*Data to process*.
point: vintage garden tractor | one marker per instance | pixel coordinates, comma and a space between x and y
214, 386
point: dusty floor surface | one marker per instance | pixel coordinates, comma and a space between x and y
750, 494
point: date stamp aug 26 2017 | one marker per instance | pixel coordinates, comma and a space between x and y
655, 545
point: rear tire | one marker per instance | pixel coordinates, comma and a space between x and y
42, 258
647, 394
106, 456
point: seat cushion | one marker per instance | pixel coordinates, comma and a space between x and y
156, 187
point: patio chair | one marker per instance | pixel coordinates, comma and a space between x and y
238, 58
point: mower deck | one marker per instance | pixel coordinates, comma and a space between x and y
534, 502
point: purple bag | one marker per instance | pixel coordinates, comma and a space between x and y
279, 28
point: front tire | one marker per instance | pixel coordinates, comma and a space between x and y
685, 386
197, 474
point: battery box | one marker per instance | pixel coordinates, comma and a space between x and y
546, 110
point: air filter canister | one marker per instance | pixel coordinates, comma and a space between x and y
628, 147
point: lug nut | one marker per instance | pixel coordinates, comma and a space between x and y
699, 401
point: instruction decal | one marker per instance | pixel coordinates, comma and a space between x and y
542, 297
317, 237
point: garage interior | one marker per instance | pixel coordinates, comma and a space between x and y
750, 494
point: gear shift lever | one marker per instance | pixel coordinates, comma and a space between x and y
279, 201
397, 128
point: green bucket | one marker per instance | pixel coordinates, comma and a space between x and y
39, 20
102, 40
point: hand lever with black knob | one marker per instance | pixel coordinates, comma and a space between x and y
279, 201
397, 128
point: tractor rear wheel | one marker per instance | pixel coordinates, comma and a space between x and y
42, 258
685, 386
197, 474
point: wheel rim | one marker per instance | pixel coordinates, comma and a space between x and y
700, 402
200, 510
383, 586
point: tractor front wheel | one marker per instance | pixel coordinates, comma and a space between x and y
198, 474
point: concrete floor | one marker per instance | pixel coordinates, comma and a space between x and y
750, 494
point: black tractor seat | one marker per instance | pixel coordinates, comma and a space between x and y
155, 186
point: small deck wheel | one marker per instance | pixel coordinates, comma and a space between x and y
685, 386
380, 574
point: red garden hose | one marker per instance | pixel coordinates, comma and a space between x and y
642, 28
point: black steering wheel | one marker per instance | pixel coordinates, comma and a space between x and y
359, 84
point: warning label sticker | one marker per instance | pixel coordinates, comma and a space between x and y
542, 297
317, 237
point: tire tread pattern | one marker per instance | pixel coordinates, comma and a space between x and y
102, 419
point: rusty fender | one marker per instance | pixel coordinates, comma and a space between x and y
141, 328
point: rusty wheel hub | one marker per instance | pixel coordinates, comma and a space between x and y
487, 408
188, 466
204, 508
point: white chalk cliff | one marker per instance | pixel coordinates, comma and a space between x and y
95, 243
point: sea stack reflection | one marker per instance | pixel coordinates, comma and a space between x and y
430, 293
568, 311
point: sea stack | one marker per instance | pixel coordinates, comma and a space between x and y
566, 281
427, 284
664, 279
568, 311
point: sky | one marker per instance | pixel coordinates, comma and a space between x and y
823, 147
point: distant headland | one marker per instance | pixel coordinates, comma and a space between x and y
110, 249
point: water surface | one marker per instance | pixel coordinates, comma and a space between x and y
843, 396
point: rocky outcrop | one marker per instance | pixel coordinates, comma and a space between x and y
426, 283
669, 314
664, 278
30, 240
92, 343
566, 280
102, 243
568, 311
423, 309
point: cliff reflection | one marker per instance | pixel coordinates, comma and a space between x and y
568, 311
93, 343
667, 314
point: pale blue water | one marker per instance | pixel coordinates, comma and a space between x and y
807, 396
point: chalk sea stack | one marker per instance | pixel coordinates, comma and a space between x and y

*Task brief*. Now output the listing above, exactly as it appears.

*Result for this task*.
point: vintage garden tractor | one marker per instance | pixel coordinates, comma and a space between x and y
214, 386
point: dusty floor surface | one marker per instance | pixel coordinates, comma and a space between x and y
750, 494
point: date stamp aug 26 2017 | one marker per instance | pixel coordinates, comma and a space between x and y
655, 545
point: rear tire | one marker per instance | pixel coordinates, comma and a space between x and y
42, 258
647, 394
106, 456
point: seat cushion | one marker per instance | pixel coordinates, comma and a space between x and y
156, 187
point: patio chair | one marker per instance | pixel coordinates, comma and a space between x and y
238, 58
point: mower deck | one marker per instance | pixel coordinates, comma and a space between x and y
534, 502
point: purple bag | one marker per instance | pixel coordinates, comma and a space between x and y
279, 28
point: front tire | one marker per instance | pixel coordinates, comma and a space between x and y
685, 386
197, 474
point: battery box | one marker per instance | pixel coordinates, comma and a space between x and y
546, 110
point: air filter canister | one marker per instance | pixel coordinates, comma and a space between x and y
628, 147
point: lug nut | one marker per instance | pixel coordinates, comma and a space between x and y
699, 401
point: instruction decal | one marker per instance | pixel coordinates, comma and a space between x and y
542, 297
317, 237
point: garage interior | one marker per instance | pixel coordinates, comma and a space between x and y
750, 494
point: gear shift lever | one marker per instance | pixel coordinates, comma and a space between x and y
279, 201
397, 128
point: green bucket | one marker per instance | pixel coordinates, comma and a space between x and y
39, 20
102, 40
point: hand lever with black knob | one marker per instance | pixel coordinates, comma and a space between x and y
279, 201
397, 128
point: tractor rear wheel | one marker per instance | pixel coordinates, comma and a space between x and y
42, 258
685, 386
197, 474
point: wheel rim | one marker per instance | pixel coordinates, comma and a space between x and y
700, 402
200, 510
383, 586
point: tractor front wheel | one marker per instance | pixel coordinates, comma and a space between x and y
198, 474
point: concrete floor | one marker per instance | pixel coordinates, comma and a space between x and y
750, 494
point: black tractor seat | one marker per instance | pixel coordinates, comma and a space between x and y
155, 186
point: small deck wheel | one marker per instance | pixel coordinates, comma and a space between x and y
685, 386
380, 574
point: red garden hose | one marker per instance | pixel coordinates, comma and a space between x and y
642, 28
point: black steering wheel | one marker per instance | pixel coordinates, comma and a space between x and y
359, 84
point: warning label sticker | one marker per instance | pixel coordinates, comma and a space between x and y
542, 297
317, 237
point: tire tread pattern | one marker per instance | pixel coordinates, comma and a space between x and y
102, 419
point: rusty fender | one marker per instance | pixel coordinates, comma and a space between x and y
141, 328
point: rusty wheel hub | one marker per instance | pixel coordinates, comma and a space between x and y
487, 408
188, 466
204, 508
point: white chalk cliff | one marker per instance | pixel coordinates, comma and a space between x and y
95, 243
point: sea stack reflection | one marker per instance | pixel coordinates, comma and a space between x and y
430, 293
568, 311
point: sea stack | one marker per instance | pixel coordinates, comma and a space between x and y
566, 281
427, 284
664, 279
568, 311
point: sky | one marker per instance | pixel coordinates, comma and a space between x and y
823, 147
point: distant headland | one marker per instance | pixel coordinates, comma and a space between x and y
110, 249
point: water surface | one marker per instance | pixel coordinates, comma and a space between x and y
843, 396
point: rocky outcrop | one marker per instance | pixel coordinates, comma and a space between x and y
426, 283
669, 314
664, 278
30, 240
92, 343
566, 280
102, 243
568, 311
423, 309
point: cliff reflection | one marker per instance | pixel coordinates, comma and a space between x and y
568, 311
93, 343
667, 314
point: pale blue water | one marker per instance | pixel coordinates, comma and a space between x and y
807, 396
point: chalk sea stack | one marker per instance | pixel coordinates, comma and a space between x and y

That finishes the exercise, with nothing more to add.